(Excerpts of location labeling data)
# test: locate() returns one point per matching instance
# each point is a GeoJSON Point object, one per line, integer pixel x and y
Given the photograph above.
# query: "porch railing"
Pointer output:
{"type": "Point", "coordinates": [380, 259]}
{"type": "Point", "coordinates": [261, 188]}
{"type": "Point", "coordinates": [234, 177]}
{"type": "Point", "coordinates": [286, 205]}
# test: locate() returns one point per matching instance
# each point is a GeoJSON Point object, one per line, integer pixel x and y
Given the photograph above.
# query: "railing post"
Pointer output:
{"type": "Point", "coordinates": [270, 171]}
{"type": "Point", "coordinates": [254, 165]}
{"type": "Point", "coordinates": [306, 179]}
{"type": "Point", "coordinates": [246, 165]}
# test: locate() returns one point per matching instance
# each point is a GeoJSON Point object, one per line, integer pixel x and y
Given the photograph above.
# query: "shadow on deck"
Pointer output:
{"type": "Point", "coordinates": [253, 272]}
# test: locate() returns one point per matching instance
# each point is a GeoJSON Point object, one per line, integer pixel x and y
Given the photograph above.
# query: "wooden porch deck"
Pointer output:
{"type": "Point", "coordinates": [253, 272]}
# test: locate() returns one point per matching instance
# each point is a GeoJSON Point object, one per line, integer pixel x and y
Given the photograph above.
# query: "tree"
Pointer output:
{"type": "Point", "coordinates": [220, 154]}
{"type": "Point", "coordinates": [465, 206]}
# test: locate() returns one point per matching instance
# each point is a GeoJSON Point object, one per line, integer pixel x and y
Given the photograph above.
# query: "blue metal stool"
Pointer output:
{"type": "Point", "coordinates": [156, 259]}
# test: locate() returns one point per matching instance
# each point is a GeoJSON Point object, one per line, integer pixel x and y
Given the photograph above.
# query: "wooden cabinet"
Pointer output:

• _Task statement_
Pick out every line in the listing above that contains the word "query". Case counts.

• _In response_
# query: "porch railing"
# query: "railing post"
# query: "shadow on deck"
# query: "wooden porch deck"
# query: "tree"
# query: "blue metal stool"
# query: "wooden cabinet"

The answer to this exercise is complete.